GIVEN TEXT Block Start

By Stephanie Crepeau August 01 , 2017
BOSTON – The crowd was large, the air was cool, and student teams came prepared to pitch their hearts out on July 20th at Accelerate’s Willson Hall location. The night featured five teams made up of students from almost every major including Business Management, Computer Science, and Biomedical Engineering.
Judges for the night featured a diverse panel that included Tess Bailie, a UX Engineer and Product Manager from Draper; Leo Downing, a Registered Investment Advisor from MSW Financial Partners; Paul Karsinski, founder of Epicenter Experience; and Rachel Nicoll, Innovative Program Manager at MassTLC.
Every team had 5 minutes to wow the judges and the crowd, with an additional 5 minutes for judges’ questions and answers from the teams. Once all the teams had pitched, the judges took almost an hour for deliberation as to which teams would be funded that night. As they revealed the results, the judges also took time to share their advice and their feedback about each team’s business.

GIVEN TEXT Block End
EXTRACTED INFORMATION Block Start

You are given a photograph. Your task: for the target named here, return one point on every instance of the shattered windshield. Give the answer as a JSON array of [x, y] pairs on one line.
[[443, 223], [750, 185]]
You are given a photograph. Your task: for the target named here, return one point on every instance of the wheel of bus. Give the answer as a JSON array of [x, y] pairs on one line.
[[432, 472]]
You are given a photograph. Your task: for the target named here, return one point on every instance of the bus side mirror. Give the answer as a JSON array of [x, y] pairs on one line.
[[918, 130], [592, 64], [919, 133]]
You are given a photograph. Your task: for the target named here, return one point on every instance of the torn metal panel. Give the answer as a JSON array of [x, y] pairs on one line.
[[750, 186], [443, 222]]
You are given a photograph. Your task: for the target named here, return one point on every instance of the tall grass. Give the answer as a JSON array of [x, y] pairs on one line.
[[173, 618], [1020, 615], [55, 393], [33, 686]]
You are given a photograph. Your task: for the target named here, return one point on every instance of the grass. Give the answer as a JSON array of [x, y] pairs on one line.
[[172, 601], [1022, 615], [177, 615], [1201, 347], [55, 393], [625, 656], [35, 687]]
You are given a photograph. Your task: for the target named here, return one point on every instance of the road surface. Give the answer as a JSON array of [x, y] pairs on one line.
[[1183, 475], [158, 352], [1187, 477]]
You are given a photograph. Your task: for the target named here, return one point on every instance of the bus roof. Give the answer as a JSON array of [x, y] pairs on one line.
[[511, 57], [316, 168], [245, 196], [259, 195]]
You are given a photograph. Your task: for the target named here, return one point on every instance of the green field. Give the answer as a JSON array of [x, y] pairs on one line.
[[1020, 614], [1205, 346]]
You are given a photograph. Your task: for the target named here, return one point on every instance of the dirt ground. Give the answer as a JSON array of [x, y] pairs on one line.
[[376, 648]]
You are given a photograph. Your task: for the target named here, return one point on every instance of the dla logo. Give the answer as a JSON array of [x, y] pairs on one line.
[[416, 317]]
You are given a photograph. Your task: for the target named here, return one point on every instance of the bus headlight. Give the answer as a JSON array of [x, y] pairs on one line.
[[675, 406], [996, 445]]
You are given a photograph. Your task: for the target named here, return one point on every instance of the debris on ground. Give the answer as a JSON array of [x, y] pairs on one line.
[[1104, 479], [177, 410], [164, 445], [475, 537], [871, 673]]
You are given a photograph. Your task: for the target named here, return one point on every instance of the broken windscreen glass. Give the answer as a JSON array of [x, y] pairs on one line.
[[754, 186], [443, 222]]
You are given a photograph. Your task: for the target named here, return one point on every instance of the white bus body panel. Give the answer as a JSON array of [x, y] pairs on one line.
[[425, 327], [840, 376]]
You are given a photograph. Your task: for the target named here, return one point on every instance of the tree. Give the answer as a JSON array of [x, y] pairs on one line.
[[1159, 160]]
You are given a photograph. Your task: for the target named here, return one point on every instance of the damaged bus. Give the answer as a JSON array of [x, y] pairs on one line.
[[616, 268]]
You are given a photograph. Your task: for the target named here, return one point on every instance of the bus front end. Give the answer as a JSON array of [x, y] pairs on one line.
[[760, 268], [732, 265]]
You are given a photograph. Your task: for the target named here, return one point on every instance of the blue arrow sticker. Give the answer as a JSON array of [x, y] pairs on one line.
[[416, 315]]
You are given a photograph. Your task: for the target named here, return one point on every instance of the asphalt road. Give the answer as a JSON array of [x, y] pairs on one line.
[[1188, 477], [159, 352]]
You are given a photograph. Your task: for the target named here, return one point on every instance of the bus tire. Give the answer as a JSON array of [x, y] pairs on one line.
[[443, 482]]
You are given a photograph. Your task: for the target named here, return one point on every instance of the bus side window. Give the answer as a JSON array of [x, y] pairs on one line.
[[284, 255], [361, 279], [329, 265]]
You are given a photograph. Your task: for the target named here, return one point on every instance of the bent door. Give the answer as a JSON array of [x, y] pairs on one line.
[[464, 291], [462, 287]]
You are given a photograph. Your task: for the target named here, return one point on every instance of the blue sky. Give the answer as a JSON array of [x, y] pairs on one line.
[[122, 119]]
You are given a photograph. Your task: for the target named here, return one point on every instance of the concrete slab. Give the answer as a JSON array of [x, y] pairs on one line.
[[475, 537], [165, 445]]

EXTRACTED INFORMATION Block End

_REQUIRED WORK_: Return the entire pitch-night article again word for word, from the byline through its final sentence.

_YOUR RESPONSE_:
By Stephanie Crepeau August 01 , 2017
BOSTON – The crowd was large, the air was cool, and student teams came prepared to pitch their hearts out on July 20th at Accelerate’s Willson Hall location. The night featured five teams made up of students from almost every major including Business Management, Computer Science, and Biomedical Engineering.
Judges for the night featured a diverse panel that included Tess Bailie, a UX Engineer and Product Manager from Draper; Leo Downing, a Registered Investment Advisor from MSW Financial Partners; Paul Karsinski, founder of Epicenter Experience; and Rachel Nicoll, Innovative Program Manager at MassTLC.
Every team had 5 minutes to wow the judges and the crowd, with an additional 5 minutes for judges’ questions and answers from the teams. Once all the teams had pitched, the judges took almost an hour for deliberation as to which teams would be funded that night. As they revealed the results, the judges also took time to share their advice and their feedback about each team’s business.